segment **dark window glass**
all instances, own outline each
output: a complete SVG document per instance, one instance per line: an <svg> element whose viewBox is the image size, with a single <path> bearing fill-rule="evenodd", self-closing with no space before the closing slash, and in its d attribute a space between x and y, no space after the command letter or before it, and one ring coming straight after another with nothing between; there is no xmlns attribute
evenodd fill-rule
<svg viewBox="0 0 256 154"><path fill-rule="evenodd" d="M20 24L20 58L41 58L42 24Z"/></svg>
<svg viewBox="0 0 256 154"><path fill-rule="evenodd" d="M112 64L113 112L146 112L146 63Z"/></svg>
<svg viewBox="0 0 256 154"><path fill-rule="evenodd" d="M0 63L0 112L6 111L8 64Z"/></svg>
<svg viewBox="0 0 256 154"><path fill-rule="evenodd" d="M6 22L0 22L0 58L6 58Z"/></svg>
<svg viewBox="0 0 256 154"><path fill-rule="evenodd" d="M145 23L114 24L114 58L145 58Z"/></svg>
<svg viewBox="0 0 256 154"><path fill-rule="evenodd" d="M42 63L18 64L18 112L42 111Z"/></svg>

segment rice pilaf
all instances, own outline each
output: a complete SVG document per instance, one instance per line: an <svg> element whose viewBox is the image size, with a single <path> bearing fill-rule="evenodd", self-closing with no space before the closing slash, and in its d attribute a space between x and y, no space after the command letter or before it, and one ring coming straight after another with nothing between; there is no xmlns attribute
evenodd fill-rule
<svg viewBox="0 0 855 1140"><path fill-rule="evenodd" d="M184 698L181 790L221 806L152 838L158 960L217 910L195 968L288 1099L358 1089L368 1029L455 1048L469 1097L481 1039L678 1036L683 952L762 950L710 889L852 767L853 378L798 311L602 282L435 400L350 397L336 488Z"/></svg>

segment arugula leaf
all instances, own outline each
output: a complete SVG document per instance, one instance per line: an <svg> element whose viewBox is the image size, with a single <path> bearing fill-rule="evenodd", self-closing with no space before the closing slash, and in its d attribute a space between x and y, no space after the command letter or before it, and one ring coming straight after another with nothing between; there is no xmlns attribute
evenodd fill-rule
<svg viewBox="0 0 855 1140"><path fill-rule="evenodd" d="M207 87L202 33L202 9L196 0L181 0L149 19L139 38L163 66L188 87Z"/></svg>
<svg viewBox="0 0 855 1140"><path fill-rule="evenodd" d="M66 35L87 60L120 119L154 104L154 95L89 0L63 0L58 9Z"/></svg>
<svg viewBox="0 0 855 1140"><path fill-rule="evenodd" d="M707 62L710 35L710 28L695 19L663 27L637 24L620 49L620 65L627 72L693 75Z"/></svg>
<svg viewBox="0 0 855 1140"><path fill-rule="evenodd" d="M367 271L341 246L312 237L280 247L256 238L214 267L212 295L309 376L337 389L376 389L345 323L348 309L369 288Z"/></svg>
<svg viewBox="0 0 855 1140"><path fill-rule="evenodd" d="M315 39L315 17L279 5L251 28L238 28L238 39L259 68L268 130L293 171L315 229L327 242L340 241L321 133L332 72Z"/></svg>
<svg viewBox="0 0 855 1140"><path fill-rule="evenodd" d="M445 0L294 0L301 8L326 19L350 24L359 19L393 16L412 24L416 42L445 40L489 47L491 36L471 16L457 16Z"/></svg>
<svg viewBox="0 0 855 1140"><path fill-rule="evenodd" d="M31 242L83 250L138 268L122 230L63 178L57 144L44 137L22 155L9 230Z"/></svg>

* _Goal_: Put the records above into a two-column CSV with the header request,answer. Give one row per record, holding its full text and its answer, each in a single quoted field with line breaks replaced by spaces.

* _Problem solution_:
request,answer
"segment **dark window glass** all instances, own outline each output: a complete SVG document per instance, one instance per line: an <svg> element whose viewBox is the image size, with a single <path> bearing fill-rule=""evenodd"", self-closing with no space before the closing slash, and in its d attribute a space between x and y, no space after the command letter or before it, and one ring coming straight after another with nothing between; there is no xmlns attribute evenodd fill-rule","<svg viewBox=""0 0 256 154""><path fill-rule=""evenodd"" d=""M20 24L20 58L41 58L42 24Z""/></svg> <svg viewBox=""0 0 256 154""><path fill-rule=""evenodd"" d=""M112 64L113 112L146 112L146 63Z""/></svg> <svg viewBox=""0 0 256 154""><path fill-rule=""evenodd"" d=""M0 63L0 112L6 111L8 64Z""/></svg> <svg viewBox=""0 0 256 154""><path fill-rule=""evenodd"" d=""M6 22L0 22L0 58L6 58Z""/></svg> <svg viewBox=""0 0 256 154""><path fill-rule=""evenodd"" d=""M145 23L114 24L114 58L145 58Z""/></svg> <svg viewBox=""0 0 256 154""><path fill-rule=""evenodd"" d=""M42 63L18 64L18 112L42 111Z""/></svg>"
"segment rice pilaf all instances, own outline each output: a complete SVG document per instance, one instance per line: an <svg> element whose viewBox is the image size, with a single <path> bearing fill-rule=""evenodd"", self-closing with no space before the closing slash, and in its d attribute a space between x and y, no space after the command letter or before it, and one ring coming straight after another with nothing between; there is no xmlns attribute evenodd fill-rule","<svg viewBox=""0 0 855 1140""><path fill-rule=""evenodd"" d=""M184 698L181 790L221 806L152 838L158 960L217 910L195 968L288 1099L358 1089L368 1029L455 1048L469 1097L481 1039L678 1036L683 952L762 950L710 889L852 767L853 378L798 311L602 282L435 400L350 397L336 488Z""/></svg>"
"segment arugula leaf all instances, own outline each output: a complete SVG document per instance, one instance per line: an <svg> element whose viewBox is the image size, with a single <path> bearing fill-rule=""evenodd"", self-closing with no space before the closing slash, and in its d attribute a space between x and y, no space after the command letter or before it, and one ring coming straight after another with nothing between; there is no xmlns attribute evenodd fill-rule","<svg viewBox=""0 0 855 1140""><path fill-rule=""evenodd"" d=""M207 87L202 33L202 9L196 0L181 0L149 19L139 38L163 66L188 87Z""/></svg> <svg viewBox=""0 0 855 1140""><path fill-rule=""evenodd"" d=""M66 35L87 60L120 119L154 104L154 95L89 0L63 0L58 9Z""/></svg> <svg viewBox=""0 0 855 1140""><path fill-rule=""evenodd"" d=""M707 62L710 35L710 28L695 19L663 27L637 24L620 49L620 65L627 72L693 75Z""/></svg> <svg viewBox=""0 0 855 1140""><path fill-rule=""evenodd"" d=""M367 271L341 246L312 237L280 247L256 238L214 267L212 295L309 376L337 389L376 389L345 323L348 309L369 288Z""/></svg> <svg viewBox=""0 0 855 1140""><path fill-rule=""evenodd"" d=""M315 39L315 17L279 5L251 28L238 28L238 39L259 68L268 130L293 171L315 229L327 242L340 241L321 133L332 72Z""/></svg> <svg viewBox=""0 0 855 1140""><path fill-rule=""evenodd"" d=""M445 0L294 0L301 8L326 19L350 24L359 19L393 16L412 24L416 42L445 40L489 47L491 36L471 16L457 16Z""/></svg> <svg viewBox=""0 0 855 1140""><path fill-rule=""evenodd"" d=""M31 242L83 250L138 268L122 230L63 178L57 144L44 137L22 155L9 230Z""/></svg>"